● **Activity 1**:
According to the program notes on the Fanfare Overture, how long did Claude White give the composer to deliver the score and set of parts?
● **Activity 2**:
Carry the program notes on the Fanfare Overture forward from their final sentence.

● **Supplied text**:
= = = =

Music by
DANIEL DORFF

PROGRAM NOTES by the composer

Fanfare Overture for Orchestra


In April 1983, I received a phone call from Claude White, conductor of the band and orchestra at University of Pennsylvania who had recently premiered my SYMPHONY OF DELUSIONS with the Penn wind ensemble.

Claude had just arrived in South Carolina to prepare for the Spoleto Festival USA, where he'd be conducting the Spoleto Festival All-State Youth Orchestra in May, and he invited me to compose a short fanfare-like overture. A wonderful opportunity, except he needed the score and set of parts in 3 weeks.

I got right to work, combining a fanfare motive for the trumpets with a jazzrock groove accompaniment, developing the interplay between the squarish stop-time fanfare, and the forward-moving syncopated strings working like a "rhythm section."

= = = =

[Dataset excerpts]
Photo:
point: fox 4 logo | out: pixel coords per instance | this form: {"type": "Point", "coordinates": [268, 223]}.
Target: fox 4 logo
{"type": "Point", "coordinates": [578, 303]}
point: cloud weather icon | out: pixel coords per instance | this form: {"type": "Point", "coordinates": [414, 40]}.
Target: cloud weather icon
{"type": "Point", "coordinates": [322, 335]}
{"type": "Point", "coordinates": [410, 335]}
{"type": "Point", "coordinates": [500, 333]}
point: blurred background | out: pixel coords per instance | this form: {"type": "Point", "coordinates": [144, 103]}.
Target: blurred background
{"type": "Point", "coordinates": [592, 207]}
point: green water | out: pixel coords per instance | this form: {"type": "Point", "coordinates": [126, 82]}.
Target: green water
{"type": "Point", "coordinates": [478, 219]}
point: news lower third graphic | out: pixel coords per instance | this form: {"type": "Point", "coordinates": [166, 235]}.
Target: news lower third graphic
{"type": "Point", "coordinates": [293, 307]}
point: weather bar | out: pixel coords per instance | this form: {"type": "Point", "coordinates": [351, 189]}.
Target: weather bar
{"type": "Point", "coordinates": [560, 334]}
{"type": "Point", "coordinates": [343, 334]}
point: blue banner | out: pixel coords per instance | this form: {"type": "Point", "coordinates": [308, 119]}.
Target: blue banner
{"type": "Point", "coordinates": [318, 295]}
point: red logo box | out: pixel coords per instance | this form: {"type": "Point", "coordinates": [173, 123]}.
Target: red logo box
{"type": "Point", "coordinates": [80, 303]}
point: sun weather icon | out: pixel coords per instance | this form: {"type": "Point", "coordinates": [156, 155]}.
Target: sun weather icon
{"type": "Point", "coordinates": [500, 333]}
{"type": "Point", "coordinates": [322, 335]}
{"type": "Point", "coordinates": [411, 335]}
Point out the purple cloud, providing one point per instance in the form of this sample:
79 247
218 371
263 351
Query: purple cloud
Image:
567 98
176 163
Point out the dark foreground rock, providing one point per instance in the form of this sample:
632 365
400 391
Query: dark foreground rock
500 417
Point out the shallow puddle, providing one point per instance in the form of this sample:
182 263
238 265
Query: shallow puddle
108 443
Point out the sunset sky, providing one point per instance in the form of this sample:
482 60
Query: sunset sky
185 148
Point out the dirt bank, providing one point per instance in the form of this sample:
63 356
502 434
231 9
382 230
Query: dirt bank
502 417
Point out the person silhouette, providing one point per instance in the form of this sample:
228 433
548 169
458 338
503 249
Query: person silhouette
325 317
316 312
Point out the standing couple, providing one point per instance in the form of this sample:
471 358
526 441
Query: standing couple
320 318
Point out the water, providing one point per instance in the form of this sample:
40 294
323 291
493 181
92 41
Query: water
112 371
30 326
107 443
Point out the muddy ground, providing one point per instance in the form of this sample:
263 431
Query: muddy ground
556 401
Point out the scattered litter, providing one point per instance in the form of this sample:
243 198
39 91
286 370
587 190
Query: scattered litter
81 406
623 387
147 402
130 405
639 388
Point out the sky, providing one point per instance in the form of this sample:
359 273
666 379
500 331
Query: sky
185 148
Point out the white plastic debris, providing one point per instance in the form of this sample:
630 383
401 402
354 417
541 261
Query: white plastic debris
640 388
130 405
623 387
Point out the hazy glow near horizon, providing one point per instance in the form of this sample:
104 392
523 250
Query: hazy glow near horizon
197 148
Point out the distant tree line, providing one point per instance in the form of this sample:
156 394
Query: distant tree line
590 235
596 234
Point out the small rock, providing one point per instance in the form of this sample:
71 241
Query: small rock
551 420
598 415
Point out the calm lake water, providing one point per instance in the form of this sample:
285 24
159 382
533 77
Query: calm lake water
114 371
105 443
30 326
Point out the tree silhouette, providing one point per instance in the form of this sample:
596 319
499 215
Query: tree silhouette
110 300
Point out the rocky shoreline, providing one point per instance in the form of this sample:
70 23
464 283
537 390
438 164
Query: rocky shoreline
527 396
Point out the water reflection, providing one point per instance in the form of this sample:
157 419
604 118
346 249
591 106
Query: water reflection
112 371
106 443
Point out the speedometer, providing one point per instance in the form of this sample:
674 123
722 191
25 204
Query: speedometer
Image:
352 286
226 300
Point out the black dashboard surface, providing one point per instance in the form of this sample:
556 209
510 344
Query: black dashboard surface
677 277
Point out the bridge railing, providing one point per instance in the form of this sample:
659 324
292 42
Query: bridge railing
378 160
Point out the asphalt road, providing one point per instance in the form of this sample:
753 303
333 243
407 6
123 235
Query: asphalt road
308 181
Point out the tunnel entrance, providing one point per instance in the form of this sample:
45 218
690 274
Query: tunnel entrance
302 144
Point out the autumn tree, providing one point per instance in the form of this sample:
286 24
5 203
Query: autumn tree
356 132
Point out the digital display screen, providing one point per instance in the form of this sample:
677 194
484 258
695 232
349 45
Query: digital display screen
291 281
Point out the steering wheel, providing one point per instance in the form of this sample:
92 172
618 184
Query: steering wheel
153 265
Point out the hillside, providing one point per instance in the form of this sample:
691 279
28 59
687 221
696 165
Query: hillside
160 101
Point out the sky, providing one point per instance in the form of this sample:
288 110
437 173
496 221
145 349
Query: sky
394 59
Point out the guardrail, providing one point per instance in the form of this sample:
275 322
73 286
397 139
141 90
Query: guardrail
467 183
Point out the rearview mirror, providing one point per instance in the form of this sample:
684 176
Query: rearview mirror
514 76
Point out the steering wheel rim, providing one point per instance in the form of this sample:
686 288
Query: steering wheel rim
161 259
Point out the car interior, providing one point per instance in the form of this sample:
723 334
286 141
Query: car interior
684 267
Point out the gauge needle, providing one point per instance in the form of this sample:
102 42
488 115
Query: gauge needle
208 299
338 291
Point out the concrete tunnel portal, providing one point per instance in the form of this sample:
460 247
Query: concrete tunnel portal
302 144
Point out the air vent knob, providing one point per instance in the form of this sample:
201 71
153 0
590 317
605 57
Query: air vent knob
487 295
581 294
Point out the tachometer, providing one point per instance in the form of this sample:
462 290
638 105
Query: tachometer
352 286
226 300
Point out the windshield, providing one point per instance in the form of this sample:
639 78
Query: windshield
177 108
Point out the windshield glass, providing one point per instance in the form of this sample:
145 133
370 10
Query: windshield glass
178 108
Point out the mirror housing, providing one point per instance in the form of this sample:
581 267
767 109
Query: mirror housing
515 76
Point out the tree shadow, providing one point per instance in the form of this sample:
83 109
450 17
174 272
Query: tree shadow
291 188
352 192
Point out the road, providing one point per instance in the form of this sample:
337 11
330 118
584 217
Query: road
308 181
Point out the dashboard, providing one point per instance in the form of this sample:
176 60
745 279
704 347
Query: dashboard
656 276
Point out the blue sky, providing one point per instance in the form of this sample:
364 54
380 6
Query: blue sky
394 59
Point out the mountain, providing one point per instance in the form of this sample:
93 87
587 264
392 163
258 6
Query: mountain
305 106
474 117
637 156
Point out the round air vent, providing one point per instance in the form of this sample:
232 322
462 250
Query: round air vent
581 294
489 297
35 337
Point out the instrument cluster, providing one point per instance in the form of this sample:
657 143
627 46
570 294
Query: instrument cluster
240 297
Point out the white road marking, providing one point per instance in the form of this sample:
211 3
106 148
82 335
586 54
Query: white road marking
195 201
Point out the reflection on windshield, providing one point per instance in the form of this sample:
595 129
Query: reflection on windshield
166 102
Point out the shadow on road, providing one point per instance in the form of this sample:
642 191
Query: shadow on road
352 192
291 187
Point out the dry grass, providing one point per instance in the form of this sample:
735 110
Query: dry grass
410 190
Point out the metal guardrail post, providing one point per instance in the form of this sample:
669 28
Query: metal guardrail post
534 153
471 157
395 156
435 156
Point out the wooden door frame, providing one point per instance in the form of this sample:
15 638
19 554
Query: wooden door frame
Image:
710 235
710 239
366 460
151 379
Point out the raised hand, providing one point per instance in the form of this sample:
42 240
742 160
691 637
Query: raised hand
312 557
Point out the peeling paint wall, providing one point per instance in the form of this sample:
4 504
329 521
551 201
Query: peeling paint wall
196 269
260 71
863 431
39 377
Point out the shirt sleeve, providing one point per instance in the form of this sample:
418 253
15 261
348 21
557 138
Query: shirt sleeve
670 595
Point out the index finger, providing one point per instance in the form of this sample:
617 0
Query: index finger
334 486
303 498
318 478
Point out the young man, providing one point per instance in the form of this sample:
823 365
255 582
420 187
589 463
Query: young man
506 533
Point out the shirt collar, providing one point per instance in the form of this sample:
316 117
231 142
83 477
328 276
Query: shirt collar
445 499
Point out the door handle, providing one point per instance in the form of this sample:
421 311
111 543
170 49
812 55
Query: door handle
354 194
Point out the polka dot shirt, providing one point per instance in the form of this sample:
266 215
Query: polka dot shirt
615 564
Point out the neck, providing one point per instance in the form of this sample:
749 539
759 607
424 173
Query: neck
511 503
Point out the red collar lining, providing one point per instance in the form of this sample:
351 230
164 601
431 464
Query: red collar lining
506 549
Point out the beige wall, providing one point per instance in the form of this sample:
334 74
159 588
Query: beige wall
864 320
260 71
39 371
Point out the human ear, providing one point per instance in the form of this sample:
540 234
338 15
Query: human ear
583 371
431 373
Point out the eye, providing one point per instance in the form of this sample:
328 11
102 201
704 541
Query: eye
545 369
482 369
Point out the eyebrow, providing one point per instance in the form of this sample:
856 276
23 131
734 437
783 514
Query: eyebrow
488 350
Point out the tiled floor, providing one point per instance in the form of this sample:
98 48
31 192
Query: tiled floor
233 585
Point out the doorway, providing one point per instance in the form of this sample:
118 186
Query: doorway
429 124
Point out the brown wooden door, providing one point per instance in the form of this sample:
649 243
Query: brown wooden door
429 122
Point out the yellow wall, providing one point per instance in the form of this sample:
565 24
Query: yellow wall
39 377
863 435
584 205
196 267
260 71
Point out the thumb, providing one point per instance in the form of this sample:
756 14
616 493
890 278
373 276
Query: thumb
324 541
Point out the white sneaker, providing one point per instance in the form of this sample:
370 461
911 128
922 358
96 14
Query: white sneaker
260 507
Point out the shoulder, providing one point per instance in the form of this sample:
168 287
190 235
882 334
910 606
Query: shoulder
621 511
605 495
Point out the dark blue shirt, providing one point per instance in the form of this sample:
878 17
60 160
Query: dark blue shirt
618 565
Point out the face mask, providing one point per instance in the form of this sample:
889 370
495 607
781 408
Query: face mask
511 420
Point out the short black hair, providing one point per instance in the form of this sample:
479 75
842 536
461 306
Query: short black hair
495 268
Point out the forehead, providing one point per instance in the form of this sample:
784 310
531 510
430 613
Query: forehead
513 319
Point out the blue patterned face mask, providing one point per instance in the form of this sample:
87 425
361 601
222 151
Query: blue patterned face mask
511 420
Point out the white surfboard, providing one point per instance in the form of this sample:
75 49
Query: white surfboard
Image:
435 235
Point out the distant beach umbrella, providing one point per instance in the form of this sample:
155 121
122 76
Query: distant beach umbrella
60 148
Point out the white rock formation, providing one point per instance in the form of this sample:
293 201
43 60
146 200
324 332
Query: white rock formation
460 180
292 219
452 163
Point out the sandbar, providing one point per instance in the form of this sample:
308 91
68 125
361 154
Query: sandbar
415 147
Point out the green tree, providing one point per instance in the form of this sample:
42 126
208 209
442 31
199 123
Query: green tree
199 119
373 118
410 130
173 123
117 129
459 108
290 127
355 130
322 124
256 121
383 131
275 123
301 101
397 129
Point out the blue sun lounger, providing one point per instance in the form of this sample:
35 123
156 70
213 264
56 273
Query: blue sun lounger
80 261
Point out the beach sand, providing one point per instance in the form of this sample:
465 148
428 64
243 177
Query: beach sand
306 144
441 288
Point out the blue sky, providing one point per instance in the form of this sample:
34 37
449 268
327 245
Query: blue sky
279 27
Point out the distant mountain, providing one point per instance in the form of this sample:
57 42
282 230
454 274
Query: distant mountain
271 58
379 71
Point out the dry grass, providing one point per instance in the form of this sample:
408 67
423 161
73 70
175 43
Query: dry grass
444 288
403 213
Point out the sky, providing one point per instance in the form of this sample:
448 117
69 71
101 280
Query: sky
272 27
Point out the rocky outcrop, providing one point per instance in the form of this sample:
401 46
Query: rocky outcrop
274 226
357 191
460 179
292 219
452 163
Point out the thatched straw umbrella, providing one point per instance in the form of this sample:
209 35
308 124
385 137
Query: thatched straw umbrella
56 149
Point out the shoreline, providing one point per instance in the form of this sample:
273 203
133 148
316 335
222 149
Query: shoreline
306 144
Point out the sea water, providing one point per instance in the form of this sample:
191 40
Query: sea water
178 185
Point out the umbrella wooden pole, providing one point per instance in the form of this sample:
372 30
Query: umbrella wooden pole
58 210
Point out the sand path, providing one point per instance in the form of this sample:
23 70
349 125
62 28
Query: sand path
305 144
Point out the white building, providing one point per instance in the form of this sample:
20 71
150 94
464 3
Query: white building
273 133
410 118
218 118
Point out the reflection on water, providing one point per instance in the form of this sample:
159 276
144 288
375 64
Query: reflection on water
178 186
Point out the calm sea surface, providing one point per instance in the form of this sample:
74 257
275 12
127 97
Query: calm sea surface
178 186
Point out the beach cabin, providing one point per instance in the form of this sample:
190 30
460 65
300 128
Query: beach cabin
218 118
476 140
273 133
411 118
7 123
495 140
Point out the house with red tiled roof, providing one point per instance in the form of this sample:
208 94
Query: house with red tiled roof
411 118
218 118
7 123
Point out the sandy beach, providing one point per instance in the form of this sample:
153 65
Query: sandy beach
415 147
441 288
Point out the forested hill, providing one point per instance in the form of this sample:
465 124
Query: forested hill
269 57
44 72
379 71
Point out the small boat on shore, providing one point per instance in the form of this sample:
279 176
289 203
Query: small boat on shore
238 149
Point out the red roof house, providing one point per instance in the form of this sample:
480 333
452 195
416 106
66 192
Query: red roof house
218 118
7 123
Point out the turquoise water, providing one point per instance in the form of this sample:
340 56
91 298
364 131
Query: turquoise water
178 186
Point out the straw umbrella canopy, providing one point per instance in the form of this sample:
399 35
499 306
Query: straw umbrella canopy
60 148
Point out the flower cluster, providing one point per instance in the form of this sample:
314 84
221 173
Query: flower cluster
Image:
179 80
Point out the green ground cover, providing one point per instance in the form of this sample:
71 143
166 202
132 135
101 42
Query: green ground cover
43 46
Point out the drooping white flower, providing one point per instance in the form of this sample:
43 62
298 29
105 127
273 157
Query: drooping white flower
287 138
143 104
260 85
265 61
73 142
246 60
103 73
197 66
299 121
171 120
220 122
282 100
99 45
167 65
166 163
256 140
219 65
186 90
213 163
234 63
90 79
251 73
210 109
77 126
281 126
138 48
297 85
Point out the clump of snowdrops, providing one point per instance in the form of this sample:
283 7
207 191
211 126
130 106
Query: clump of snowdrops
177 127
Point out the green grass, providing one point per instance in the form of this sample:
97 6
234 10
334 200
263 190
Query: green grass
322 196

= = = =

● **Exercise result 1**:
Three weeks.

● **Exercise result 2**:
The middle section of this A-B-A form is a big brass chorale with a driving beat, another interplay between the fanfare-like brass and the forward-driving other instruments. Actually this theme was taken from a rock song I'd recently written in conjunction with several 12-year-old poets as an enrichment project at Philadelphia's Greenfield School. The Spoleto Festival's youth orchestra enjoyed playing an orchestral setting of a song whose opening lyrics are "Lunch at school, it ain't so great, it's something you could really learn to hate."